Things to do =>
1/ In the passage on animal and human empathy, repeat the part that begins at the words "An odd choice" and stops after "that is needed.", substituting "a pause" for "silence".
2/ Using the passage on animal and human empathy, decide whether each statement agrees with it. Answer yes or no for each and quote the deciding words. (a) When Ani is unwell, she hides under the sofa cushions. (b) The chicken and crackling were sent by the writer's daughter. (c) The writer is sure that animals are aware in ways that humans are not.

The dog, who had managed to do a very good impression of being really ill while there was chicken and crackling sent by my son to boost her failing health, was charging round the room in true setter fashion with a stuffed hedgehog dangling from her mouth. Looking at her, you wouldn’t think for a moment there was a thing wrong with her. Odd that.

If Ani is feeling unwell, which is thankfully rare, she retreats under the sofa cushions and doesn’t come out. You get to know her moods and emotions just as clearly as if she could speak. You may not know what exactly is wrong, but that something is not right somewhere is very obvious.

In the same way if I am feeling under the weather, sad or upset for any reason, Ani knows and is always there, cheering me up or just quietly being with me. She doesn’t know the causes or details, any more than I do when the boot is on the other foot, but she sees, smells, feels enough to just know things aren’t right.

We humans look to our animal companions and see their empathy, accepting that whether it is down to an arsenal of physical senses developed far beyond the capacity of our own, or perhaps due to some kind of sixth sense that simply knows, our four footed friends are aware in ways that we are not.

I’m not so sure that is true.

We all know those elderly couples who seem telepathic in their knowledge of one another, who no longer need to speak in order to share the dance of their days. Perhaps that is down to a lifetime together, learning the minute, wordless signals that allow them to read the silent stillness of each other. Siblings can be the same. My own sons seem to read each other’s mind so often and with such clarity… even in their randomness… that it is a family joke and they look at me with accusatory eyes when I do the same.

An odd choice of word, a look or the set of a shoulder may say much when we really take note. And sometimes silence holds more meaning than simple quietness and we question, in words or within ourselves, where the problem may lie and while we may not be able to help in any practical manner we can be aware, and that may be all that is needed.

Such things we can dismiss as familiarity, of course. Similarity, parity in experience perhaps, but is that all there is to it? I wonder sometimes.

Material provided =>
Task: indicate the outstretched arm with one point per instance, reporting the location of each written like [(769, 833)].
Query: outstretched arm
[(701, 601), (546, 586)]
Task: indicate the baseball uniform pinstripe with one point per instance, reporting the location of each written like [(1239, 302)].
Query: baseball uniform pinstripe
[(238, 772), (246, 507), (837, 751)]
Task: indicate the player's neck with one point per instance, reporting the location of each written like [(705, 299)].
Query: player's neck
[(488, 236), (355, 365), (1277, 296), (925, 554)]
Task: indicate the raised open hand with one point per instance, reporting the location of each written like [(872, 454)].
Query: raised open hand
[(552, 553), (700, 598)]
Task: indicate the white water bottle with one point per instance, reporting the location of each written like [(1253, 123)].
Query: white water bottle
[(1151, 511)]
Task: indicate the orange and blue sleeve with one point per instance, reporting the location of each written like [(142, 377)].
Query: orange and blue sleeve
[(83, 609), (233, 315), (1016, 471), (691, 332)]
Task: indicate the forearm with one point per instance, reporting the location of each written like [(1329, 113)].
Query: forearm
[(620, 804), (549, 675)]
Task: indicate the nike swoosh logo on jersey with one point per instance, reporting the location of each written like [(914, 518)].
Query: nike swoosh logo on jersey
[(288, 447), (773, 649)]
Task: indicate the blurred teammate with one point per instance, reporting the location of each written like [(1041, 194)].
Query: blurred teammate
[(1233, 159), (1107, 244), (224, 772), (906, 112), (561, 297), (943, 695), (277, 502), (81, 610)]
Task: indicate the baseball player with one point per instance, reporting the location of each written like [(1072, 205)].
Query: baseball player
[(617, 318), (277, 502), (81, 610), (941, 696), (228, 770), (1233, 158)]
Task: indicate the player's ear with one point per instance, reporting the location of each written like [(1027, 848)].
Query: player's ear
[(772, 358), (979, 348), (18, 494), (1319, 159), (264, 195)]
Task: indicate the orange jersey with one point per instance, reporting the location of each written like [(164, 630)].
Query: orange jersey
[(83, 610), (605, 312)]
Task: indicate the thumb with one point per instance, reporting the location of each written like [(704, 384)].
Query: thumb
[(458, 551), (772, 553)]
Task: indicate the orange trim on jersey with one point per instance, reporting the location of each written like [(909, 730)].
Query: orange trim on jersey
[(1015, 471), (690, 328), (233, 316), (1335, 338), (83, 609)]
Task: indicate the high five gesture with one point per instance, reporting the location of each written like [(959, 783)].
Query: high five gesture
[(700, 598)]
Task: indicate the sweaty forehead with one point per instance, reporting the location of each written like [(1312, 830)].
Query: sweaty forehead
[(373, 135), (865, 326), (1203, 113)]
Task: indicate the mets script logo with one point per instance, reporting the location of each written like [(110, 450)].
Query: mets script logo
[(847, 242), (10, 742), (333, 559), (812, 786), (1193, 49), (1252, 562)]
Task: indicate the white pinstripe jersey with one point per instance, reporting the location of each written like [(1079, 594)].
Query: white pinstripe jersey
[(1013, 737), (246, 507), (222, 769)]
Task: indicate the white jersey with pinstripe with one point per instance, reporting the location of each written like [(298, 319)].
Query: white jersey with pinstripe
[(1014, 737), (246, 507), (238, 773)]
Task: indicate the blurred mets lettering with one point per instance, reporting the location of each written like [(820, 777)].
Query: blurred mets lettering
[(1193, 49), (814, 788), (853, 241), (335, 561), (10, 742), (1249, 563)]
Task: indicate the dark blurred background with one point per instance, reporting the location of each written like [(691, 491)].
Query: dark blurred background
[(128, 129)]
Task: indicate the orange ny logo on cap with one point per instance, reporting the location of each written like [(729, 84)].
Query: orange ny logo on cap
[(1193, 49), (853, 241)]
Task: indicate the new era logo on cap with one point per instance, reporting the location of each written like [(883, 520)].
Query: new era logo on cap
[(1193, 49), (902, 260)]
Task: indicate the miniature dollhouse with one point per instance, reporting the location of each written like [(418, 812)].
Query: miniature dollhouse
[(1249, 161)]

Results =>
1/
An odd choice of word, a look or the set of a shoulder may say much when we really take note. And sometimes a pause holds more meaning than simple quietness and we question, in words or within ourselves, where the problem may lie and while we may not be able to help in any practical manner we can be aware, and that may be all that is needed.

2/
(a) Yes: "she retreats under the sofa cushions and doesn’t come out."
(b) No: "chicken and crackling sent by my son"
(c) No: "I’m not so sure that is true."